#### DOCUMENT SEGMENT

The idea that the soul in the BTVS series acts as a super-ego is reinforced in the episode Living Conditions - where Buffy’s roommate systematically removes portions of Buffy’s soul. Without her soul, Buffy gives in to the id, her ego and id take over. She takes another girl’s sandwich because she wants it. Or she will punch someone because she feels anger. Societal constraints ingrained over time are gone. As soon as she retrieves her soul – she listens to them again.

Just because you have a super-ego, does not necessarily mean you will listen to it. This is explored in depth in the series through various characters, specifically Faith and Warren who ignore their super-egos and follow their id’s and egos. They suppress and/or rebel against super-ego.

Spike over time, in part due to his chip, listens to the ego and id. The ego is the personality - the mind, the part of us that thinks through things, our name, our knowledge. While the id is well what we desire, dream, covet, want and yearn for. Spike is ruled and has been most of his existence by id and ego. One can love with ego and id – but as Drusilla states not wisely but quite well.



As William, the man, Spike was ruled primarily by his superego - the rules of society, its dictates. When he becomes a vampire - he says the hell with society's rules. He glories in the id/ego and rebels against the superego which once kept him repressed. Although the demon soul that now inhabits him relishes and encourages his wildness.

Angel is the opposite. As a man, Liam cared nothing for the superego, he rebelled against it. Went on drunken orgies, stole, and rebelled against Daddy. As a vampire - he
is almost all superego. Repressed. Even as Angelus - everything he does is for the demon superego - to obtain the demon world's approval and respect. He even chides Spike, telling him that they shouldn’t brawl and bring notice to themselves, that it is all about the artistry.


ANGELUS: No. A real kill. A good kill. It takes pure artistry. Without that, we're just animals.

SPIKE: Poofter!
(Angelus shoves Spike and the fight is on. Angelus snaps a metal rod in half, lifts Spike up and slams him down on his back, raising the makeshift stake. Spike stops it inches from his heart and smiles up at Angelus.)

########

### WRITTEN REQUEST 1
Output the passage of the Buffy super-ego essay from "Just because you" to "rebel against super-ego.".
### WRITTEN REQUEST 2
Please carry the Buffy super-ego essay forward from the point where it stops.
The material that comes next is from an unrelated source.

#### DATASET CONTENT

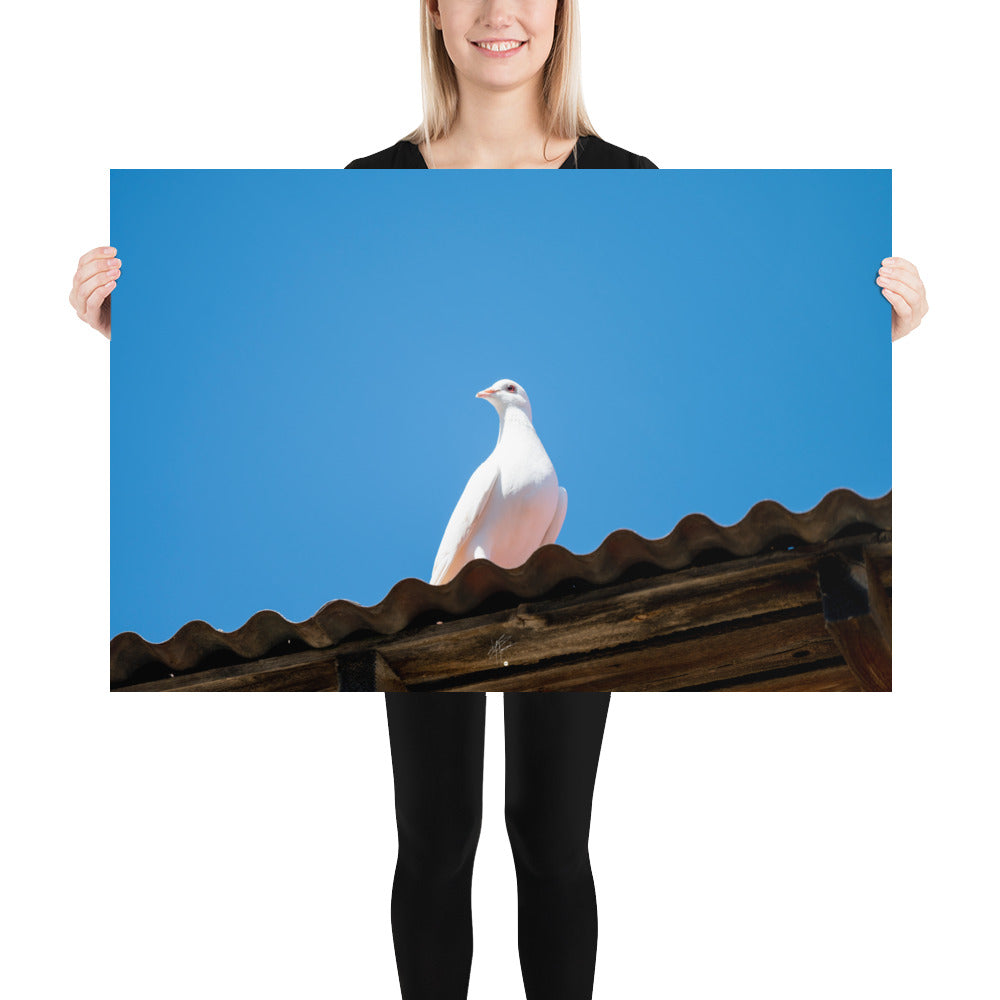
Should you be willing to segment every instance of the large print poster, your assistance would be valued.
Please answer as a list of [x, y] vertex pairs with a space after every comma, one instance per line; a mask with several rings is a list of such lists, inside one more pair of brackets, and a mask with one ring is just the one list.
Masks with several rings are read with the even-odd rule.
[[573, 553], [882, 496], [890, 192], [879, 170], [113, 171], [112, 635], [428, 580], [499, 379]]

########

### RESPONSE 1
Just because you have a super-ego, does not necessarily mean you will listen to it. This is explored in depth in the series through various characters, specifically Faith and Warren who ignore their super-egos and follow their id’s and egos. They suppress and/or rebel against super-ego.

### RESPONSE 2
SPIKE: Now you're gettin' it! (Angelus drops the rod and backs off.)

ANGELUS: You can't keep this up forever. If I can't teach you, maybe someday an angry crowd will. That... or the Slayer. (Spike sits up, suddenly interested.)

SPIKE: What's a Slayer?


Substitute the names Angelus and Spike for superego and id, and have the same discussion. Spike wants the thrill, the rush, the challenge. He gets off on it. Rules are for “poofters” and “sissies” – which is who he once was as a human. While Angelus likes the artistry. There are rules to be followed. Guidelines. And he throws the “slayer” at Spike much as someone might throw a cop or prison at a wayward child as a threat. But the id sees it as a challenge.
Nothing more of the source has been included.